> How to complete this task:
Please reproduce the entries in full. Keep every character the same.

> Collected data:
━━━━━━━━
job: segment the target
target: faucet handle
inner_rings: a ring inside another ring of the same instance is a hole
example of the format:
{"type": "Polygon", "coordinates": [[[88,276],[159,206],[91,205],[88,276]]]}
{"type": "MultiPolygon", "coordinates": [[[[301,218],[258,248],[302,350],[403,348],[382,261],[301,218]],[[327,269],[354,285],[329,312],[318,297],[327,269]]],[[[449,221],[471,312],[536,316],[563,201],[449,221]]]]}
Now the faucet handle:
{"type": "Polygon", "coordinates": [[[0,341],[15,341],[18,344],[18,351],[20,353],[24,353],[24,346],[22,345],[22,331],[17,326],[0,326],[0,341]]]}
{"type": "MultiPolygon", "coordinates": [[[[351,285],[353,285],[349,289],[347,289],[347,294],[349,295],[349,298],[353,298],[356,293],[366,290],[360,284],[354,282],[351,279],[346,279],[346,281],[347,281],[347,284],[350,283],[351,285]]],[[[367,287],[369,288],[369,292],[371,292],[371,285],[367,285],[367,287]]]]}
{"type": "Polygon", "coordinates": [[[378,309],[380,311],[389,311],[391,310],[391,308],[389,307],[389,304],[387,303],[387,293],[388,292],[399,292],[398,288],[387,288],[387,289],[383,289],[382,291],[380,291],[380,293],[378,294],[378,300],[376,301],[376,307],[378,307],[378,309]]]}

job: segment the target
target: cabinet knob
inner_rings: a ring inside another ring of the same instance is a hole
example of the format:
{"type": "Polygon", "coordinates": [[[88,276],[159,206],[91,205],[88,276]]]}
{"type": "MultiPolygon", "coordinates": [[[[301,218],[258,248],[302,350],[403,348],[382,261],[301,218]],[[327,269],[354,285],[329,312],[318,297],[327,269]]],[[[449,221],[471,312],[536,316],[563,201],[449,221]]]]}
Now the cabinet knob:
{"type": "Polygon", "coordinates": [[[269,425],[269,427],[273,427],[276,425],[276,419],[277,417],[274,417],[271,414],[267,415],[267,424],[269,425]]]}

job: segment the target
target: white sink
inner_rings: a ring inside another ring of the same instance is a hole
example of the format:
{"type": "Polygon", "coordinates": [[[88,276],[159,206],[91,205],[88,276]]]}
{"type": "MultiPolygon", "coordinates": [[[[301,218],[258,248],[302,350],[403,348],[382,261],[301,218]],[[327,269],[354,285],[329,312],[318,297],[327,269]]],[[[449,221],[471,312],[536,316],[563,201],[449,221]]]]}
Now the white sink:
━━━━━━━━
> Written solution:
job: segment the target
target: faucet handle
inner_rings: a ring inside another ring of the same instance is a hole
example of the format:
{"type": "Polygon", "coordinates": [[[88,276],[159,206],[91,205],[88,276]]]}
{"type": "MultiPolygon", "coordinates": [[[[301,218],[258,248],[302,350],[403,348],[382,261],[301,218]],[[327,269],[354,285],[329,312],[318,297],[327,269]]],[[[449,221],[471,312],[536,316],[563,201],[449,221]]]]}
Now the faucet handle:
{"type": "Polygon", "coordinates": [[[0,341],[15,341],[18,344],[18,351],[20,353],[24,353],[24,346],[22,345],[22,331],[17,326],[0,326],[0,341]]]}
{"type": "MultiPolygon", "coordinates": [[[[351,285],[353,285],[349,289],[347,289],[347,294],[349,295],[349,298],[353,298],[356,293],[366,290],[360,284],[354,282],[351,279],[346,279],[346,281],[347,281],[347,284],[350,283],[351,285]]],[[[367,287],[369,288],[369,292],[371,292],[371,285],[367,285],[367,287]]]]}
{"type": "Polygon", "coordinates": [[[378,309],[380,311],[389,311],[391,310],[391,308],[389,307],[389,304],[387,303],[387,293],[388,292],[399,292],[398,288],[387,288],[387,289],[383,289],[382,291],[380,291],[380,293],[378,294],[378,300],[376,301],[376,307],[378,307],[378,309]]]}

job: segment the target
target: cabinet knob
inner_rings: a ring inside another ring of the same instance is a hole
example of the format:
{"type": "Polygon", "coordinates": [[[88,276],[159,206],[91,205],[88,276]]]}
{"type": "MultiPolygon", "coordinates": [[[[301,218],[258,248],[302,350],[403,348],[382,261],[301,218]],[[327,269],[354,285],[329,312],[318,297],[327,269]]],[[[449,221],[471,312],[536,316],[563,201],[449,221]]]]}
Now the cabinet knob:
{"type": "Polygon", "coordinates": [[[269,425],[269,427],[273,427],[276,425],[276,419],[277,417],[274,417],[271,414],[267,415],[267,424],[269,425]]]}

job: segment the target
target: white sink
inner_rings: a ring inside another ring of the same instance is a hole
example of the format:
{"type": "Polygon", "coordinates": [[[88,276],[159,206],[91,205],[88,276]]]}
{"type": "MultiPolygon", "coordinates": [[[[301,218],[258,248],[302,350],[403,348],[382,261],[301,218]],[[327,269],[354,285],[329,312],[318,297],[327,269]]],[[[449,221],[471,312],[536,316],[563,201],[449,221]]]]}
Now the white sink:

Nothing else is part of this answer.